Alguns casos emblemáticos de crise ligadas a eventos climáticos recentes:
- Ciclones que atingiram as áreas costeiras do litoral sul e sudeste no inverno de 2022 causaram inúmeros estragos, como paralisações de operações portuárias e deterioração de infraestrutura viária.
- Chuvas concentradas causaram deslizamentos e enchentes em Petrópolis no início de 2022, ocasionando em centenas de vítimas e desalojados, além de perdas financeiras. Estima-se que cerca de R$ 20.000.000,oo sejam direcionados para recuperação, além dos recursos que já foram disponibilizados.
Temperaturas negativas, geadas fora do ciclo normal e mudanças no regime de chuvas em 2021 impactaram as operações de empresas do agronegócio, causando a perda de colheita e prejuízos financeiros (estudos apontam que cerca de 28% das áreas agriculturáveis estão fora do padrão climático ideal para o cultivo de soja e milho, por exemplo).
Como as empresas têm se posicionado?
Com a crescente pressão para reduzir as emissões de gases de efeito estufa e cumprir com os compromissos do Acordo de Paris, as empresas estão definindo caminhos claros para descarbonizar o negócio e, assim, mitigar e gerenciar sua contribuição no impacto no clima. Apesar disso, essas empresas não devem se esquecer do prejuízos que as mudanças climáticas têm sobre elas.
Todas as empresas estão potencialmente expostas a impactos climáticos – mesmo aquelas com baixa ou nenhuma emissão de carbono. Essa exposição pode ser direta ou indireta, considerando que alguma etapa de suas cadeias de valor pode estar exposta. Líderes têm buscado uma visão clara de como sobreviverão e prosperarão em meio a um clima em aquecimento e às pressões globais para a transição para uma economia de baixo carbono.
Cada setor tem procurado entender os cenários de crise que assustam mais, de acordo com a natureza de suas operações e sua presença geográfica. Por exemplo: uma empresa cuja produção demande alto consumo hídrico e que esteja localizada em uma área de Cerrado tende a voltar suas atenções para cenários de crise hídrica. Já uma outra organização que dependa do escoamento portuário no sul do País, provavelmente já se preparou para enfrentar eventos derivados da atuação de ciclones.
De forma mais ampla, é importante entender que o preparo não é feito apenas individualmente, pois trata-se de um desafio conjunto. Neste sentido, organismos setoriais e especialistas no tema são aliados na hora de compartilhar informações sobre como empresas e outras partes envolvidas podem estar se posicionando frente ao desafio da dinâmica atual do clima.
Recomendações
É necessário entender o impacto holístico das mudanças climáticas nos negócios, começando por avaliar as consequências diretas das mudanças climáticas em cada operação, e evoluindo ao ponto de testar a resiliência da estratégia da empresa frente a diferentes possíveis cenários futuros. Tudo isso com a clareza de que os impactos climáticos não se resumem apenas a efeitos físicos diretos.
A mudança climática está estimulando uma transformação em direção a uma economia de baixo carbono, remodelando o ambiente operacional dos negócios, quebrando paradigmas e desafiando as empresas a repensarem as suas “fórmulas” de receita e geração de valor. Logo, a existência de um plano claro para navegar por esta transformação social e econômica disruptiva é imperativo. Também vale ressaltar que as análises de riscos climáticos podem desvendar oportunidades, fazendo com que as empresas criem novos fluxos de receita ao adicionar linhas de produtos resistentes às intempéries.

○ ○ ○ ○

Sobre a tarefa >>
Responda com base no trecho sobre crises climáticas e empresas:
(a) Em que cidade chuvas concentradas causaram deslizamentos e enchentes no início de 2022?
(b) Segundo os estudos citados, cerca de que porcentagem das áreas agriculturáveis está fora do padrão climático ideal para o cultivo de soja e milho?
(c) Para que tipo de cenário de crise tende a voltar as atenções uma empresa de alto consumo hídrico localizada em área de Cerrado?

Linhas de dados >>

○ ○ ○ ○

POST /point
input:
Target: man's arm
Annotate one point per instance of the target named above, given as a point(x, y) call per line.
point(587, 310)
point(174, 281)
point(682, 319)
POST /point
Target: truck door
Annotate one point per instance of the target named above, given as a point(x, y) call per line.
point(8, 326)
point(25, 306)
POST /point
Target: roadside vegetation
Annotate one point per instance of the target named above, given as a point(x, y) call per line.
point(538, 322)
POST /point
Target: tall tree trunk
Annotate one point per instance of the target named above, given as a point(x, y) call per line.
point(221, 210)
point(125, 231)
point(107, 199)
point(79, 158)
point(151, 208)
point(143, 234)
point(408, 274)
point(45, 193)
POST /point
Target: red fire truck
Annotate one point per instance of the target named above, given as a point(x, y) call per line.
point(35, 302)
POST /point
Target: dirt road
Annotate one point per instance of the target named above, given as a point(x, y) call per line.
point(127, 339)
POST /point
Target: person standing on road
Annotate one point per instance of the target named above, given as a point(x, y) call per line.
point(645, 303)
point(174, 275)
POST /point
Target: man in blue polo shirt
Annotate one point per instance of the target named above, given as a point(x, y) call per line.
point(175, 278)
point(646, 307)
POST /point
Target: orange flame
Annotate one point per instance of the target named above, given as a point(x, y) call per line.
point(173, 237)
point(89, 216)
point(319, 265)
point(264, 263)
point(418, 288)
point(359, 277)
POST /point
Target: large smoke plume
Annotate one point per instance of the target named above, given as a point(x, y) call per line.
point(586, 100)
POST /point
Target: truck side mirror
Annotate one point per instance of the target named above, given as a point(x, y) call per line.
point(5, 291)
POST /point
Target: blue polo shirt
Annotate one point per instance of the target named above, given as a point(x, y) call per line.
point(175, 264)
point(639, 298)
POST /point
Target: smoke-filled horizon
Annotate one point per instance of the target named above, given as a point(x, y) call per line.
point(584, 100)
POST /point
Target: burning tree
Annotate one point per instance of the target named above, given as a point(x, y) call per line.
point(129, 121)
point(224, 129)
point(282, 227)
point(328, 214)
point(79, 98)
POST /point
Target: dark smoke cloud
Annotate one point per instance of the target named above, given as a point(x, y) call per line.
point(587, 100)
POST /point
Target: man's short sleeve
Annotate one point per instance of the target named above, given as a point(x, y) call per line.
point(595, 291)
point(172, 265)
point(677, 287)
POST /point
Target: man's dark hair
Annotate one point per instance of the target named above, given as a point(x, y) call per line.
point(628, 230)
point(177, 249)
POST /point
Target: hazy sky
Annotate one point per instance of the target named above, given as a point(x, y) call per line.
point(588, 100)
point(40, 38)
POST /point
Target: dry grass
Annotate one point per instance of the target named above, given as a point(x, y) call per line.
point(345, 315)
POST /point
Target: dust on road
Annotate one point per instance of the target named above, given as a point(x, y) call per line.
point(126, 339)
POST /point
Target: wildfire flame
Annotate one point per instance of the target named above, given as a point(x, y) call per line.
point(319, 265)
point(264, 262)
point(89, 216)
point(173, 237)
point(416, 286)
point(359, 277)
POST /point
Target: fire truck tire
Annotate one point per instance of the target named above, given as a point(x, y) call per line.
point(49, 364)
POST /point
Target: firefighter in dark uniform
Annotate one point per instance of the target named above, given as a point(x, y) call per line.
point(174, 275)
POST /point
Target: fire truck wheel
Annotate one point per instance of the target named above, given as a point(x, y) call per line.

○ ○ ○ ○

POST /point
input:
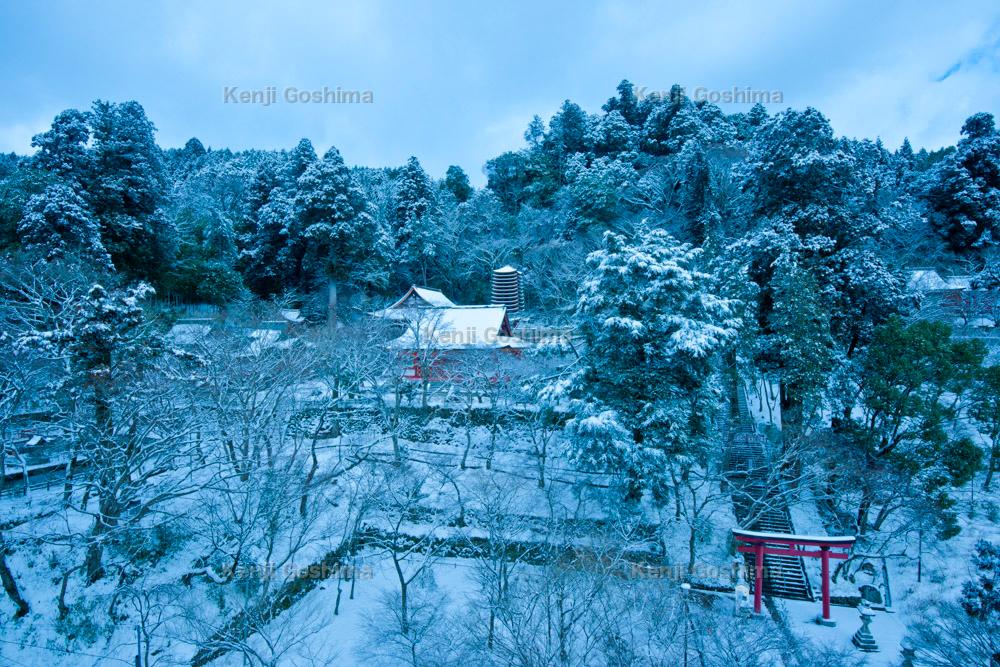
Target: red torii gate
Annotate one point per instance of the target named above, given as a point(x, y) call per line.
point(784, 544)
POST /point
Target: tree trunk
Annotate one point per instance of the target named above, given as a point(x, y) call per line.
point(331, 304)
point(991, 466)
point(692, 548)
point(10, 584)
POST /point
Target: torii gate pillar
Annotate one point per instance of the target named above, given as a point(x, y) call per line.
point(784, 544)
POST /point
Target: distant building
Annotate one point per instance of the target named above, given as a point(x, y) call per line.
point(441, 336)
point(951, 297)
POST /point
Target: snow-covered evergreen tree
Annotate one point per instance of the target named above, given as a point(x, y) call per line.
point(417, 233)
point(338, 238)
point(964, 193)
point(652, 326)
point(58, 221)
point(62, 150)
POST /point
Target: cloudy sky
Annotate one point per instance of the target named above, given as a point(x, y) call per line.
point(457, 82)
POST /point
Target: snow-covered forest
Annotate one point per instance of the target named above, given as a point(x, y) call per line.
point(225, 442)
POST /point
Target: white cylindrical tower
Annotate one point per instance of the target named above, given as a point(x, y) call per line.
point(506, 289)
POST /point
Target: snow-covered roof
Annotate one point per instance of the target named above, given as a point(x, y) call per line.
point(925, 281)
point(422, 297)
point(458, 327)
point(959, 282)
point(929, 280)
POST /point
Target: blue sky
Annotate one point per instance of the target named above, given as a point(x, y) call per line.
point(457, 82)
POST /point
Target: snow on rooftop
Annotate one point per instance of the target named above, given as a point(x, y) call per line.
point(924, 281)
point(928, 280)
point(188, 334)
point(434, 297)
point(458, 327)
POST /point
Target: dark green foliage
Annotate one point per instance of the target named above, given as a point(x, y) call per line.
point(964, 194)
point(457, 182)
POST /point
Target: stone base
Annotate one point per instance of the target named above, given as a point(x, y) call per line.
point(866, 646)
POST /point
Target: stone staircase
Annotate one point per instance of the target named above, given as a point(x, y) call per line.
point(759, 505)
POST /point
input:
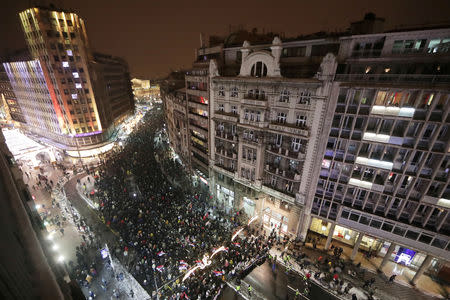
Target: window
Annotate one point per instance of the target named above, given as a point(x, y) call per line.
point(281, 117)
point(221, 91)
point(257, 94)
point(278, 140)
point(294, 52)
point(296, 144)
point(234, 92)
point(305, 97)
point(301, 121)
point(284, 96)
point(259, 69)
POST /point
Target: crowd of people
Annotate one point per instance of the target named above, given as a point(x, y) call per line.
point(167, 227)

○ ○ ○ ○

Resultado da tarefa >>
(a) Petrópolis.
(b) Cerca de 28%.
(c) Cenários de crise hídrica.